Wednesday, May 19, 2010

Your Average Single Mom...

If normal is just a setting on the dryer, then perhaps average should be relegated to baseball stats. Cathy forwarded some November 2009 US Census Bureau statistics from a study* that were pretty eye-opening about the “average” single parent. Approximately 13.7 million single parents in the US today are raising some 21.8 million children (approximately 26% of children under 21). While there are many custodial dads out there, here’s what the “average” single mom entails:

  • Approximately 84% of custodial parents are mothers
  • She is divorced or separated (45%), never married (34.2%), widowed (1.7%) or now remarried (19%)
  • She is employed: 79.5% of custodial single mothers are gainfully employed, with 49.8% working full time, year-round, and 29.7% working part-time or part-year

  • She and her children don’t live in poverty (73%). A minority receive assistance (22% receive Medicaid, 23.5% receive food stamps, 12% receive some form of public housing or rent subsidy, 5% receive TANF)
  • She is 40+ years old (39.1% of custodial single mothers)

_Supplied entries_:

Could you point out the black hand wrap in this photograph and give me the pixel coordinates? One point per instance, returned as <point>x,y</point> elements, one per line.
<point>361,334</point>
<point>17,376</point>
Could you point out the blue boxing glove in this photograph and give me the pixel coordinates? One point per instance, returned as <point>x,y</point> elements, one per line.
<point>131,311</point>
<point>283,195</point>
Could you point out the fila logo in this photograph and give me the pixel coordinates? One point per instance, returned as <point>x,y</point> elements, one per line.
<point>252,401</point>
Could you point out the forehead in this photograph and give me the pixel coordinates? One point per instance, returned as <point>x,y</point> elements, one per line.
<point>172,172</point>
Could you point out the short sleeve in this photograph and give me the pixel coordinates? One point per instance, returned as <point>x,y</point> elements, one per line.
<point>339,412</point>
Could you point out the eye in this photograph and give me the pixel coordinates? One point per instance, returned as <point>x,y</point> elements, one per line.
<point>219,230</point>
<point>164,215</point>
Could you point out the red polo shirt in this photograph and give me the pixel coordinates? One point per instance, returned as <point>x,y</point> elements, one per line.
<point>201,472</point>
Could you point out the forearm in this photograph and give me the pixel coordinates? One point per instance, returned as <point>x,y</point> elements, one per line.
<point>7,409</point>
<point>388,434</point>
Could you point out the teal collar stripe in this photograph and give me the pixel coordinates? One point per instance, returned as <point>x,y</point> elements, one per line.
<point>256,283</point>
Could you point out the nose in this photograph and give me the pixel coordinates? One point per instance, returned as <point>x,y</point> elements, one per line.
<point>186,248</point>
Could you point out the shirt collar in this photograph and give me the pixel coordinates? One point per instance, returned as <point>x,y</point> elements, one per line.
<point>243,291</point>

_Assignment A_:
From the post on single-parent statistics, extract the passage that begins with the words "Your Average Single" and ends after the words "now remarried (19%)".
_Assignment B_:
Decide whether the post on single-parent statistics supports each of the following statements, answering yes or no and quoting the words that decide it: (i) About 84% of custodial parents are mothers. (ii) The statistics come from a study published in 2010. (iii) Most custodial single mothers receive food stamps.
_Assignment C_:
Carry on the post about single mothers after its final line.

_Task output A_:
Your Average Single Mom...

If normal is just a setting on the dryer, then perhaps average should be relegated to baseball stats. Cathy forwarded some November 2009 US Census Bureau statistics from a study* that were pretty eye-opening about the “average” single parent. Approximately 13.7 million single parents in the US today are raising some 21.8 million children (approximately 26% of children under 21). While there are many custodial dads out there, here’s what the “average” single mom entails:

  • Approximately 84% of custodial parents are mothers
  • She is divorced or separated (45%), never married (34.2%), widowed (1.7%) or now remarried (19%)

_Task output B_:
(i) Yes: "Approximately 84% of custodial parents are mothers"
(ii) No: "November 2009 US Census Bureau statistics"
(iii) No: "23.5% receive food stamps"

_Task output C_:
  • She’s raising one child (54% of custodial mothers) with 46% raising two or more children

As fascinating as some of these stats are, what we’re finding at Eve’s Daughters is there is no “average.” Certainly, there are commonalities, but each woman has a story as unique as her fingerprint.

I confess, years ago, that I struggled with my prior “picture” of a single mom. It wasn’t pretty, partly based on where and how I was raised. That picture worked for me…until I became one of them. Then it became personal, and it forced me, humbled, to edit that image. And that’s developed a far greater humility in me to not be so quick to judge, across the board—that I don’t know, can’t know, every person’s back story.

Now, with our organization, maybe that’s why we feel so strongly about developing relationships first and foremost, versus assuming a cookie-cutter approach. Because when we take the time, what we’re hearing goes far beyond average…often into the extraordinary.

Is there a single mom in your life that deserves a second look?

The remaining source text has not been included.